-- やること A --
救急外来の判決を扱った文章をもとに、女性が病院で受けた検査や処置をすべて挙げてください。
-- やること B --
救急外来の判決を扱った文章では、地裁は病院側にいくらの支払いを命じましたか。
-- やること C --
救急外来の判決を扱った文章について、次の(i)〜(iii)が内容と合っているかを判断してください。それぞれ「はい」か「いいえ」で答え、根拠となる文章中の言葉をそのまま引用してください。
(i) 女性は一人で救急外来を受診した。
(ii) 医師が心肺停止に気づいたのは、最後の問診から約十分後だった。
(iii) 女性は蘇生術のあと意識を取り戻した。

-- 読む文章 --
########################################

私は、この病院を知っています。救急病院としては非常にレベルが高い病院です。スタッフの先生の何人か存じ上げていてます。正直、この判決をみて、なんでここまで責任を問われないといけないのかと疑問に思いました。心筋梗塞という病気は、病気の性質がこんなものではないのでしょうか? 皆さんはいかがお感じになりますか? (固有名詞は伏字にしました)
○○○病院に賠償命令 診察待ち急患容体が急変「経過観察怠る」 △△地裁 裁判 2003.09.26 朝刊胸痛で○○○病院(K市)の救急外来を受診した同市内の女性=当時(46)=が処置室で意識不明の重体に陥ったのは、病院側が容体の急変を見落としたためとして、女性の遺族が○○○に約八千四百万円の損害賠償を求めた訴訟の判決で、△△地裁(N裁判長)は二十五日、病院側の過失を認め、約四千百万円の支払いを命じた。
判決によると、女性は一九九X(平成X)年y月、胸の痛みを訴えて夫に連れられて同病院の救急外来を受診。看護師による問診や心電図検査を受けて処置室で診察の順番を待っていたところ、急性心筋こうそくで心肺停止状態になった。
最後の問診から約十分後、診察しようとした医師が心肺停止に気づいて蘇生(そせい)術を施し、女性の心拍は再開したが、脳障害の後遺症で意識は戻らず、五年後に死亡した。
判決理由でN裁判長は「看護師らは、容体の急変を早期発見できるよう家族に付き添いを依頼するなど経過を観察する注意義務を怠り、カーテンで外部から遮断した処置室に女性を一人で待機させていた」と指摘、病院の過失を認めた。
判決について、女性の遺族は「救急病院は常にしっかりした対応を心掛け、二度と同じことが起こらないよう強く望む」と話している。
これに対し、○○○病院は「判決文を読んで今後の対応を検討したい」としている。
もちろん、医療者側は、このようなことをできるだけに回避するために、トリアージシステムを考えることは大事です。努力をしている病院も多いでしょう。しかし、それでも限界はあるのです。
この事例も、新聞記事から、断片を切り取って、
・・・たら、・・・れば、で論じることは可能ですが、私はそれをあえてここではやりません。

########################################

-- 元データ --
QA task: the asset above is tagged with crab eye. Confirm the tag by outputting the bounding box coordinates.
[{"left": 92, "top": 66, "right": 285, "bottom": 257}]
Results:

########################################

-- 作業結果 A --
問診
心電図検査
蘇生術

-- 作業結果 B --
約四千百万円

-- 作業結果 C --
(i) いいえ。「夫に連れられて同病院の救急外来を受診」
(ii) はい。「最後の問診から約十分後、診察しようとした医師が心肺停止に気づいて」
(iii) いいえ。「脳障害の後遺症で意識は戻らず、五年後に死亡した」